Tasks to carry out:
#1 Answer these three questions using the passage on dependent events, one line each:
(a) What formula gives the probability of two dependent events both occurring?
(b) How many red balls and how many green balls are in the bag in the example?
(c) Which two examples of dependent events does the definition section give?
#2 From the passage on dependent events, reproduce word for word the stretch from "Short Answer" through "putting them back.".
#3 Based on the passage on dependent events, answer yes or no to each statement below and quote the words that decide it:
(a) In the example, the balls are drawn with replacement.
(b) The example gives 5/14 as the probability of drawing two red balls in a row.
(c) Dependent events are events where the outcome of the first event affects the outcome of the following ones.

Given text:
****************************************

Explain how to find and probabilities with dependent events. Give an example.

Short Answer

Expert verified
Dependent events in probability are those where the outcome of one event influences the outcome of subsequent events. The probability of two dependent events occurring is given by the formula P(A and B) = P(A) * P(B|A). An example can be drawing two red balls consecutively from a bag containing 5 red and 3 green balls without replacement, the probability is (5/8) * (4/7) = 5/14.

Step by step solution

01

Definition of Dependent Events

Dependent events in probability are events that have a relationship in which the outcome of the first event affects the outcome of the following event or events. Examples could include drawing cards from a deck without replacing them or picking marbles from a bag without putting them back.

****************************************

Entries:
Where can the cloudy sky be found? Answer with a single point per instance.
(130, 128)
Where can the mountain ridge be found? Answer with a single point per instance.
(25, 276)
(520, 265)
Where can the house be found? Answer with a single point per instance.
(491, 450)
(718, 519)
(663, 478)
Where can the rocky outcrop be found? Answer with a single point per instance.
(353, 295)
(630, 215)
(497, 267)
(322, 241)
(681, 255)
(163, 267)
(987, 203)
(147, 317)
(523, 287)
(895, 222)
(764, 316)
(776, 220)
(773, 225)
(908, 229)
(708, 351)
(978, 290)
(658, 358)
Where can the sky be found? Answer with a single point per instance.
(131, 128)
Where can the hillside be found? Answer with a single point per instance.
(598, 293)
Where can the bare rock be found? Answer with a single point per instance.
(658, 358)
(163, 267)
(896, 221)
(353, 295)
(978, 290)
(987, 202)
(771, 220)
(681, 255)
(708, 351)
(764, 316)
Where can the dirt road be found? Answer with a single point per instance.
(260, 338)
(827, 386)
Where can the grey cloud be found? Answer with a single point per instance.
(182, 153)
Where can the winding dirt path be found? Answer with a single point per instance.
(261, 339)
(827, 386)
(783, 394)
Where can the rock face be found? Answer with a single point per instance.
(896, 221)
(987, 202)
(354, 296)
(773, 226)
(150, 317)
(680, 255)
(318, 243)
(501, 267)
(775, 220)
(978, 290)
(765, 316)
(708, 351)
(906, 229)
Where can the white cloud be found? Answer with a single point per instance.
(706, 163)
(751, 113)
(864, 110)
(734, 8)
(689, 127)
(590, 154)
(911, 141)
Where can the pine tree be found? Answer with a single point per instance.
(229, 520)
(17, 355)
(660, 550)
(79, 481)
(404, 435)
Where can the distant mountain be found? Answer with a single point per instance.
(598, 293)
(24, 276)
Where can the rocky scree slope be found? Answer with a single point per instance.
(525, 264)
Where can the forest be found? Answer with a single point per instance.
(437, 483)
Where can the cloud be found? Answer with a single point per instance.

****************************************

Worked answers:
#1
(a) P(A and B) = P(A) * P(B|A)
(b) 5 red balls and 3 green balls
(c) Drawing cards from a deck without replacing them, and picking marbles from a bag without putting them back

#2
Short Answer

Expert verified
Dependent events in probability are those where the outcome of one event influences the outcome of subsequent events. The probability of two dependent events occurring is given by the formula P(A and B) = P(A) * P(B|A). An example can be drawing two red balls consecutively from a bag containing 5 red and 3 green balls without replacement, the probability is (5/8) * (4/7) = 5/14.

Step by step solution

01

Definition of Dependent Events

Dependent events in probability are events that have a relationship in which the outcome of the first event affects the outcome of the following event or events. Examples could include drawing cards from a deck without replacing them or picking marbles from a bag without putting them back.

#3
(a) No: "drawing two red balls consecutively from a bag containing 5 red and 3 green balls without replacement"
(b) Yes: "the probability is (5/8) * (4/7) = 5/14"
(c) Yes: "the outcome of the first event affects the outcome of the following event or events"